Exercise details:
Return, unchanged, everything in the items below from the line containing "The resolver MUST return, for each instance of the tree in" through the end of the items, with both ends included.

Collected data entries:
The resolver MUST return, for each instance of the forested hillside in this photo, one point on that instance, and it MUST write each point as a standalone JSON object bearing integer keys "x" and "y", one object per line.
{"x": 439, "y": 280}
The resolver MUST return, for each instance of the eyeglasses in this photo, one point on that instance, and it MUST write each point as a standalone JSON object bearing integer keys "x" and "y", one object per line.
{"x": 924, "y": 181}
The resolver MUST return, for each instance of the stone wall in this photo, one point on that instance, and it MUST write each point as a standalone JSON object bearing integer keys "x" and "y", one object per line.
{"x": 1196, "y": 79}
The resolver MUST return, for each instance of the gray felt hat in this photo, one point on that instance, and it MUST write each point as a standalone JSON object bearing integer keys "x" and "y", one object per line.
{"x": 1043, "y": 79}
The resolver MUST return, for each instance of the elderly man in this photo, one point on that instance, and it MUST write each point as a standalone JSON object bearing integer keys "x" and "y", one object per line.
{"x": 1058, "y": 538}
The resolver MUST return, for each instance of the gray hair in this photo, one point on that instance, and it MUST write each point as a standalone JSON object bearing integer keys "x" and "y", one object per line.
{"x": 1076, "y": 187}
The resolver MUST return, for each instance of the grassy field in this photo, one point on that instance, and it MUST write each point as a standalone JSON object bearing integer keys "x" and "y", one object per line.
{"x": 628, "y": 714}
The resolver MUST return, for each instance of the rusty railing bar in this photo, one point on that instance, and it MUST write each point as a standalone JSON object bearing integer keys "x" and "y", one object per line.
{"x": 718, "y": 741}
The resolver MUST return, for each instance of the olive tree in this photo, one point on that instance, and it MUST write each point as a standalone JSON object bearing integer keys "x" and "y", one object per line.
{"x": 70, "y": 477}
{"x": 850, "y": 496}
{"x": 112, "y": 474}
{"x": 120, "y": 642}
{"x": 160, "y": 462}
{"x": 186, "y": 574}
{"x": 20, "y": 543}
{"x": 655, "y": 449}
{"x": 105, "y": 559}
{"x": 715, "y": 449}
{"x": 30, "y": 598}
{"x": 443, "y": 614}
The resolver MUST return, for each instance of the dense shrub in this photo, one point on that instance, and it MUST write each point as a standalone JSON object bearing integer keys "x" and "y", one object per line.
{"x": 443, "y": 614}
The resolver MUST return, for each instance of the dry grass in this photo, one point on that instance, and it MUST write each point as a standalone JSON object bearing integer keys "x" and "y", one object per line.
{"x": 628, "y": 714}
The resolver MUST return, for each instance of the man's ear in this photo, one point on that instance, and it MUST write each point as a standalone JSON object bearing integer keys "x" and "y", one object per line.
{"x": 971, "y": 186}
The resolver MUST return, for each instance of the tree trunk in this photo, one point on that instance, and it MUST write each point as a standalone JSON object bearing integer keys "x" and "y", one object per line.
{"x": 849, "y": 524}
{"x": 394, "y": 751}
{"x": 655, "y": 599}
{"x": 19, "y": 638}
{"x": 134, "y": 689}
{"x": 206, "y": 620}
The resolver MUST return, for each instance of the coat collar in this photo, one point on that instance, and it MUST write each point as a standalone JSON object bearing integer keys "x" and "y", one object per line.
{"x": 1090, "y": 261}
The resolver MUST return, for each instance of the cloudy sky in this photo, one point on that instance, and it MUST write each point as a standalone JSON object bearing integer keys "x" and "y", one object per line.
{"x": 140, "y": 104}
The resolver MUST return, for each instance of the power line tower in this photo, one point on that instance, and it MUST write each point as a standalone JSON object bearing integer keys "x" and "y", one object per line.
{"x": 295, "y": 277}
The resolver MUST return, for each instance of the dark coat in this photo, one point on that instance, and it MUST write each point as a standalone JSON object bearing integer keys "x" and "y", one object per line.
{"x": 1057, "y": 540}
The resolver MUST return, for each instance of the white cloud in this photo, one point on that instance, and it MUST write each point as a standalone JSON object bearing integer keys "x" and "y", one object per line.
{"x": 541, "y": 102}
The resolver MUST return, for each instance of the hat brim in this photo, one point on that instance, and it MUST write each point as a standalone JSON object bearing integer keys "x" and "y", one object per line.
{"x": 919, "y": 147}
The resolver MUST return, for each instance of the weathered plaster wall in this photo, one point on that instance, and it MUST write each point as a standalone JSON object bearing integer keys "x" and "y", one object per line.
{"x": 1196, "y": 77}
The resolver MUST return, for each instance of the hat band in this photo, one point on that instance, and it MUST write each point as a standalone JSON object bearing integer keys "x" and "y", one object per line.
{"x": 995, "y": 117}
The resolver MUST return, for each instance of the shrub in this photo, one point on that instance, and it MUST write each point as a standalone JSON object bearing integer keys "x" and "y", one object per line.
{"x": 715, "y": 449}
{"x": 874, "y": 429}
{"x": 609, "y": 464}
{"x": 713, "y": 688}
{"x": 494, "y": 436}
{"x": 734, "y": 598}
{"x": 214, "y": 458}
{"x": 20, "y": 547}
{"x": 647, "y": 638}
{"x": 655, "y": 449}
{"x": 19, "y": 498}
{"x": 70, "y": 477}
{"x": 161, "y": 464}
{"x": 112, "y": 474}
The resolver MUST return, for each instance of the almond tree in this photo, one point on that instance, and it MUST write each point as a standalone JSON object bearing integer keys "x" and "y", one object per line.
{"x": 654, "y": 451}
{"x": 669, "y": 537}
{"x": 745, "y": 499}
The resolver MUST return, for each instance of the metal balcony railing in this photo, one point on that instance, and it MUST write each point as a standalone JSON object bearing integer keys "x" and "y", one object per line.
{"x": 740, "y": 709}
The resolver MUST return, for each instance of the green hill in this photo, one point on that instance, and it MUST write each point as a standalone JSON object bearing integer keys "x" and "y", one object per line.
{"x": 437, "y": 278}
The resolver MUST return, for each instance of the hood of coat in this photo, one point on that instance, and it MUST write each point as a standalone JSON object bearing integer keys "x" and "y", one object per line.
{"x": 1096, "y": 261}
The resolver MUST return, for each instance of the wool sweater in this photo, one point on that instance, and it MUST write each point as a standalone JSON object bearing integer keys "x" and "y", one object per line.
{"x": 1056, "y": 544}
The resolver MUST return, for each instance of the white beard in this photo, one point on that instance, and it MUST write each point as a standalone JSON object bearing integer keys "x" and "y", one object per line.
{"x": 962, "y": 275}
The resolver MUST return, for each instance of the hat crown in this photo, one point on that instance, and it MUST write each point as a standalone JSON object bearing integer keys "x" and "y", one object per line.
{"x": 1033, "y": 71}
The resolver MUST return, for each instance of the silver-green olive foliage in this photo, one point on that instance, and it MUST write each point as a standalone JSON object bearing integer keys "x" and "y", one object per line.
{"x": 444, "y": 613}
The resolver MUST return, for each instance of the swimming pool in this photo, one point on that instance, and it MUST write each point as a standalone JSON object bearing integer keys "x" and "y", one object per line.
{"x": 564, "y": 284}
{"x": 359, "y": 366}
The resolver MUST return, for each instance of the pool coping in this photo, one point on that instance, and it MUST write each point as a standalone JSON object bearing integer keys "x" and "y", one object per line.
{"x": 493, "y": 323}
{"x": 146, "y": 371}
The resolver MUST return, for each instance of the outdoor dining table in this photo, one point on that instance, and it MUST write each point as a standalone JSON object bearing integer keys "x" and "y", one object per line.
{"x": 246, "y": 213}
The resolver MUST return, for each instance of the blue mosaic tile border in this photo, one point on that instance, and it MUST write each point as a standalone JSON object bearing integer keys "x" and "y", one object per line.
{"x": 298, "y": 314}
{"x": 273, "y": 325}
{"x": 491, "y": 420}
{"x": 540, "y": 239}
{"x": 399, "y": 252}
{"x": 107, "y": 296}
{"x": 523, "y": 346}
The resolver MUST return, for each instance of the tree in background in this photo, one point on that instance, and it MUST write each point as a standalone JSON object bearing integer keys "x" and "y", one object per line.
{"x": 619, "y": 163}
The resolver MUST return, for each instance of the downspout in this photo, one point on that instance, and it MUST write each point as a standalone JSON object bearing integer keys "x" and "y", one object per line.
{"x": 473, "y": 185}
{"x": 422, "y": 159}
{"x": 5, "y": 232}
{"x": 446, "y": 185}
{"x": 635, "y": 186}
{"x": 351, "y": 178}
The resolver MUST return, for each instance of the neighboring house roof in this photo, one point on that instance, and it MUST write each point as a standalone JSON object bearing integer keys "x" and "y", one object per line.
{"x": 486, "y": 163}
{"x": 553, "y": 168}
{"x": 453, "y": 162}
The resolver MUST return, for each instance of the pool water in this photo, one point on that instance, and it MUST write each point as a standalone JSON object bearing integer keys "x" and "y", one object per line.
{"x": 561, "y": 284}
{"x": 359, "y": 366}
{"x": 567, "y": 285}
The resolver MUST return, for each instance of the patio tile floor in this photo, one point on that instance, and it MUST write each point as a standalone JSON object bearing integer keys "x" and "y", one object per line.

Response:
The resolver MUST return, for each instance of the tree in background in this photo, one point on that instance, and it MUST write each point as a standalone JSON object bearing integer keys "x" and "y", one object per line.
{"x": 619, "y": 163}
The resolver MUST return, for each instance of the downspout in this photo, one point on that instance, and it MUST write each point as a standalone JSON object bearing integer keys "x" and "y", one object per line.
{"x": 473, "y": 185}
{"x": 422, "y": 159}
{"x": 5, "y": 232}
{"x": 446, "y": 185}
{"x": 635, "y": 186}
{"x": 351, "y": 178}
The resolver MUST return, for each instance of the neighboring house roof in this photo, one point on that instance, and it MUST write each point as a standalone JSON object bearing integer keys "x" and "y", one object per line.
{"x": 486, "y": 163}
{"x": 553, "y": 168}
{"x": 453, "y": 162}
The resolver MUST return, for each instance of the pool water in this photo, one point on that instance, and it MUST write each point as a standalone JSON object bearing integer keys "x" and "y", one object per line.
{"x": 561, "y": 284}
{"x": 359, "y": 366}
{"x": 567, "y": 285}
The resolver MUST return, for each instance of the patio tile floor in this photo, one point on that instance, and it MUST write each point as a standalone JSON object bearing integer keys "x" and "y", one object per line.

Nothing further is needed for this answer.